> Written tasks:
**1)** Decide whether each statement agrees with the SQL aggregations notebook, answering yes or no and quoting the deciding words: (a) DISH Network placed the earliest order; (b) the CSV files are read with a comma as the separator; (c) the total sales query groups its results by account name.
**2)** In the SQL aggregations notebook, what total sales figure appears for Monsanto?
**3)** Continue the SQL aggregations notebook from the point where it stops.

# SQL Aggregations with postgreSQL and sqlalchemy

In [1]:
import psycopg2
import sqlalchemy
from sqlalchemy import create_engine
from sqlalchemy.sql import select
import pandas as pd

In [2]:
con = create_engine('postgresql://postgres@localhost:5432/postgres')

In [3]:
con.table_names()

['accounts', 'orders', 'region', 'sales_reps', 'web_events']

In [4]:
accounts = pd.read_csv('accounts.csv', sep=';', index_col='id')
accounts.to_sql('accounts', con=con, if_exists='replace')
orders = pd.read_csv('orders.csv', sep=';', index_col='id')
orders.to_sql('orders', con=con, if_exists='replace')
region = pd.read_csv('region.csv', sep=';', index_col='id')
region.to_sql('region', con=con, if_exists='replace')
sales_reps = pd.read_csv('sales_reps.csv', sep=';', index_col='id')
sales_reps.to_sql('sales_reps', con=con, if_exists='replace')
web_events = pd.read_csv('web_events.csv', sep=';', index_col='id')
web_events.to_sql('web_events', con=con, if_exists='replace')

### Which account (by name) placed the earliest order? 

In [5]:
sql_result = pd.read_sql("\
SELECT a.name, o.occurred_at \
FROM accounts a \
JOIN orders o \
ON a.id = o.account_id \
ORDER BY occurred_at \
LIMIT 1; \
", con)
sql_result.head()

Unnamed: 0,name,occurred_at
0,DISH Network,2013-12-04T04:22:44.000Z


### Find the total sales in usd for each account. 

In [6]:
sql_result = pd.read_sql("\
SELECT a.name, SUM(total_amt_usd) total_sales \
FROM orders o \
JOIN accounts a \
ON a.id = o.account_id \
GROUP BY a.name; \
", con)
sql_result.head()

Unnamed: 0,name,total_sales
0,Comcast,12868.38
1,Microsoft,15454.01
2,Monsanto,130964.11
3,Dean Foods,26514.93
4,KKR,217473.85


### Via what channel did the most recent (latest) web_event occur, which account was associated with this web_event?

> Extracted data entries:
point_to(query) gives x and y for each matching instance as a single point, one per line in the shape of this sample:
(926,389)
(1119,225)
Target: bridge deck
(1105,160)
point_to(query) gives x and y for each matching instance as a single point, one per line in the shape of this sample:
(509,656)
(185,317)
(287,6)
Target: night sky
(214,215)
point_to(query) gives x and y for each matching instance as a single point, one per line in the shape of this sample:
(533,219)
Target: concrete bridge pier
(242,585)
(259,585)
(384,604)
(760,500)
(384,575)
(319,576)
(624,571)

---

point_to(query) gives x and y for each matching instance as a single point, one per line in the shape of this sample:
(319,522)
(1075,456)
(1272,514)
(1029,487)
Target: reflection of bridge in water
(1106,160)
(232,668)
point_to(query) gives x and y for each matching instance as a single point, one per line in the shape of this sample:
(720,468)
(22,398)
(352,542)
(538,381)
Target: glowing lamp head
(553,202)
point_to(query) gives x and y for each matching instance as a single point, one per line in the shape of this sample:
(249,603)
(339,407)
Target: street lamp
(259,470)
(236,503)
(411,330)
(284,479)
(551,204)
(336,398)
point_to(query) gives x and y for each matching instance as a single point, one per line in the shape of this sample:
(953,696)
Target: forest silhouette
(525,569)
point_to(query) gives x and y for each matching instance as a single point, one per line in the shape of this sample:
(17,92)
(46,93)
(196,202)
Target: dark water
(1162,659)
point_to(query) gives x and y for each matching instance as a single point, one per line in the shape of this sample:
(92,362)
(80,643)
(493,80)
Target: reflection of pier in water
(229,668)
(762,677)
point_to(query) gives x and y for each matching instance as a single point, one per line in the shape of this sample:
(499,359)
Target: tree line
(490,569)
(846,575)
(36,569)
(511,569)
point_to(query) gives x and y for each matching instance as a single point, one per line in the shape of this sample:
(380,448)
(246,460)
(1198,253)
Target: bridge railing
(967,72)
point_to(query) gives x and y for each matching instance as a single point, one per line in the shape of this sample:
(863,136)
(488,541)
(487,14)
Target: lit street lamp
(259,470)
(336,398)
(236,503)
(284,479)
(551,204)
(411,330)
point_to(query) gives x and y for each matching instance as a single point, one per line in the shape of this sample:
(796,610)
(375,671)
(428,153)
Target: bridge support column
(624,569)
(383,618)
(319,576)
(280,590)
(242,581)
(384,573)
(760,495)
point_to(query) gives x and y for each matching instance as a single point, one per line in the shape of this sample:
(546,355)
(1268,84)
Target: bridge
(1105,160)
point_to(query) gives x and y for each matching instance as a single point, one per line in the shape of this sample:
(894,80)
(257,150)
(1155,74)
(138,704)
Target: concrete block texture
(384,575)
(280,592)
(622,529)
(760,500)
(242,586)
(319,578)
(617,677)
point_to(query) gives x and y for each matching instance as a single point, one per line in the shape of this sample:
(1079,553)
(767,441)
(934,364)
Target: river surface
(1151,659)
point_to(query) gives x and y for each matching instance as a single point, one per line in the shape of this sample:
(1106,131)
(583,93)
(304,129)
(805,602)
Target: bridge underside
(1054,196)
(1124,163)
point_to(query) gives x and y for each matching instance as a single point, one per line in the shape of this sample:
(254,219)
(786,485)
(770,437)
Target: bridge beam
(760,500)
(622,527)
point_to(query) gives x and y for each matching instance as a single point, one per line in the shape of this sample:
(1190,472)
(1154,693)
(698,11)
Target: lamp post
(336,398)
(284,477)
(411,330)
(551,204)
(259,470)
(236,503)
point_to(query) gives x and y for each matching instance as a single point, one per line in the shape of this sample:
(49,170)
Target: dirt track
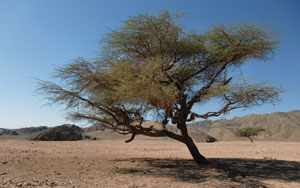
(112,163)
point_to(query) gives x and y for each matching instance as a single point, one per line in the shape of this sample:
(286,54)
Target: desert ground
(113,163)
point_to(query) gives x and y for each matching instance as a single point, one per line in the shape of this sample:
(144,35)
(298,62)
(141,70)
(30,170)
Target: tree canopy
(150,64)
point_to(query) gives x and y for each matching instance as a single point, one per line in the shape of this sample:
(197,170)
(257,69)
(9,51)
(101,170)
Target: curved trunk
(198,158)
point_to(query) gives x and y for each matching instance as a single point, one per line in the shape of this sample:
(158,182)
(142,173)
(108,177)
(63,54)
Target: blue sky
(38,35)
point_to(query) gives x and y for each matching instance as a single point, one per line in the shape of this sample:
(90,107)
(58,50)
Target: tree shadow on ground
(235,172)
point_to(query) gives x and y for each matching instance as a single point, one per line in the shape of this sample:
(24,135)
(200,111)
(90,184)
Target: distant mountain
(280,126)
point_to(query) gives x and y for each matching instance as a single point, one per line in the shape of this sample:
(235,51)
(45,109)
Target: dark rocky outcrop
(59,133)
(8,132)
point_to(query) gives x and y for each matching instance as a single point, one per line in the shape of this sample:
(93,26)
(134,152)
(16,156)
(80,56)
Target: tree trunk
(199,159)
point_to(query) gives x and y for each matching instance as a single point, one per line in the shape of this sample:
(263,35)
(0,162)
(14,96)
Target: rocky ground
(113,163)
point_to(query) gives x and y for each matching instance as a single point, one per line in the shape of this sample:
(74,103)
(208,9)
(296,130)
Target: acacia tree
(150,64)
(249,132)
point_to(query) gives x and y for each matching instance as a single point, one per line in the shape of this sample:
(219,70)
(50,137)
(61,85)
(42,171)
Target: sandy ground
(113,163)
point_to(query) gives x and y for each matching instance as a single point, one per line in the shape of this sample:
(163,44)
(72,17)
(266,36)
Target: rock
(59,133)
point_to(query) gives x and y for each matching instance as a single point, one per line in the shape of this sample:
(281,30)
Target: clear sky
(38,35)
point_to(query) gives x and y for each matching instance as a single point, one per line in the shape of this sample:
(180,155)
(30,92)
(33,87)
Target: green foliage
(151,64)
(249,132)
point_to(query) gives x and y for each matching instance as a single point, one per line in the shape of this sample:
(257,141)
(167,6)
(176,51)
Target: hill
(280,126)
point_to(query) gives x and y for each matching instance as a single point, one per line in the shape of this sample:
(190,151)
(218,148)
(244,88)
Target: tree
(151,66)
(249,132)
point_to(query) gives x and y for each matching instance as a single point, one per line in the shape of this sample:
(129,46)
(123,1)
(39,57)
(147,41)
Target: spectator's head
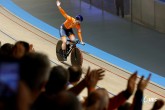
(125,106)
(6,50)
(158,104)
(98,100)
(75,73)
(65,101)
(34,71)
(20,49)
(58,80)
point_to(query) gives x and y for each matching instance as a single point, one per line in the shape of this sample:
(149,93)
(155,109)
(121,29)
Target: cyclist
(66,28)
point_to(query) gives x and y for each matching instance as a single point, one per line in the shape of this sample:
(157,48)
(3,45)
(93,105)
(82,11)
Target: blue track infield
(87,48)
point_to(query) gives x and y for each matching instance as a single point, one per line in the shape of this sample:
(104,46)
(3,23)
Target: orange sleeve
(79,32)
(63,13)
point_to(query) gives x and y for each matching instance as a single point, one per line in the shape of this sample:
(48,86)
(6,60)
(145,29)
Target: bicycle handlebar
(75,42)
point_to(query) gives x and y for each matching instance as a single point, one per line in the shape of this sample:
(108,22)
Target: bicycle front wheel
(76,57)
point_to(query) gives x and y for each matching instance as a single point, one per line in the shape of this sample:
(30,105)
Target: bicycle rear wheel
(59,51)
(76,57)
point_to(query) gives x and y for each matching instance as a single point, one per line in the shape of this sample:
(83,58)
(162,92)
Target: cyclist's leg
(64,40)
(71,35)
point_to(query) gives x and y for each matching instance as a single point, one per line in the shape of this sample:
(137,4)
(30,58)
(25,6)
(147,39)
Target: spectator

---

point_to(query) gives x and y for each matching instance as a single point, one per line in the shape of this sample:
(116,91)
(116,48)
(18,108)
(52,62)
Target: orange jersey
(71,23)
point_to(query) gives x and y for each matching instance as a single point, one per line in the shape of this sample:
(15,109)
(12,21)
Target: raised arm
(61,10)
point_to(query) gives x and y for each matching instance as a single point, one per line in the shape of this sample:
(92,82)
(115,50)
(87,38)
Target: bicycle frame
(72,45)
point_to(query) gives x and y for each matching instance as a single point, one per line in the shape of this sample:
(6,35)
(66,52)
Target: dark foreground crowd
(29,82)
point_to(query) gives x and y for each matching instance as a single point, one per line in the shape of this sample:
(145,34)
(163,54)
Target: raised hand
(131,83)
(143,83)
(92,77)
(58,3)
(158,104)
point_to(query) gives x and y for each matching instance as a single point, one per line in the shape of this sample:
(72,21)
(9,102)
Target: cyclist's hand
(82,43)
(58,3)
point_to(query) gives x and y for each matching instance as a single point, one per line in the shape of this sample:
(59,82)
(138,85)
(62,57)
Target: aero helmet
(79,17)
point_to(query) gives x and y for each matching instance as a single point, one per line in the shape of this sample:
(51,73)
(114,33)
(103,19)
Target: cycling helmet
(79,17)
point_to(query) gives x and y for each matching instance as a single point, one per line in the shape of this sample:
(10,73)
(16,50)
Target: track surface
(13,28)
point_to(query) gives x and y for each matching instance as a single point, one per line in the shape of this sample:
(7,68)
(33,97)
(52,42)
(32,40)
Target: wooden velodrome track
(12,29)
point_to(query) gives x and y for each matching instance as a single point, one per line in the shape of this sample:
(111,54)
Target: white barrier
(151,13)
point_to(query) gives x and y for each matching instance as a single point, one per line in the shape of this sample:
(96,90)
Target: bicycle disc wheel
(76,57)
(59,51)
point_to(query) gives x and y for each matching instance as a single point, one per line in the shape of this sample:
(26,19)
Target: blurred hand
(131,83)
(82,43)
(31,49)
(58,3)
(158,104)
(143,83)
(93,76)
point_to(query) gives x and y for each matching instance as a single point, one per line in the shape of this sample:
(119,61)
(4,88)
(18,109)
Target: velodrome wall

> Exercise results:
**1)**
(a) Yes: "DISH Network,2013-12-04T04:22:44.000Z"
(b) No: "sep=';'"
(c) Yes: "GROUP BY a.name"

**2)** 130964.11

**3)**
In [7]:
sql_result = pd.read_sql("\
SELECT w.occurred_at, w.channel, a.name \
FROM web_events w \
JOIN accounts a \
ON w.account_id = a.id ORDER BY w.occurred_at DESC \
LIMIT 1; \
",con)
sql_result.head()

Unnamed: 0,occurred_at,channel,name
0,2017-01-01T23:51:09.000Z,organic,Molina Healthcare


### Find the total number of times each type of channel from the web_events was used. 

In [8]:
sql_result = pd.read_sql("\
SELECT w.channel, COUNT(*) \
FROM web_events w \
GROUP BY w.channel; \
",con)
sql_result.head()

Unnamed: 0,channel,count
0,twitter,474
1,adwords,906
2,organic,952
3,banner,476
4,facebook,967


### Who was the primary contact associated with the earliest web_event?

In [9]:
sql_result = pd.read_sql("\
SELECT a.primary_poc \
FROM web_events w \
JOIN accounts a \
ON a.id = w.account_id \
ORDER BY w.occurred_at \
LIMIT 1; \
",con)
sql_result.head()

Unnamed: 0,primary_poc
0,Leana Hawker


### Find the number of sales reps in each region. 

In [10]:
sql_result = pd.read_sql("\
SELECT r.name, COUNT(*) num_reps \
FROM region r \
JOIN sales_reps s \
ON r.id = s.region_id \
GROUP BY r.name \
ORDER BY num_reps; \
",con)
sql_result.head()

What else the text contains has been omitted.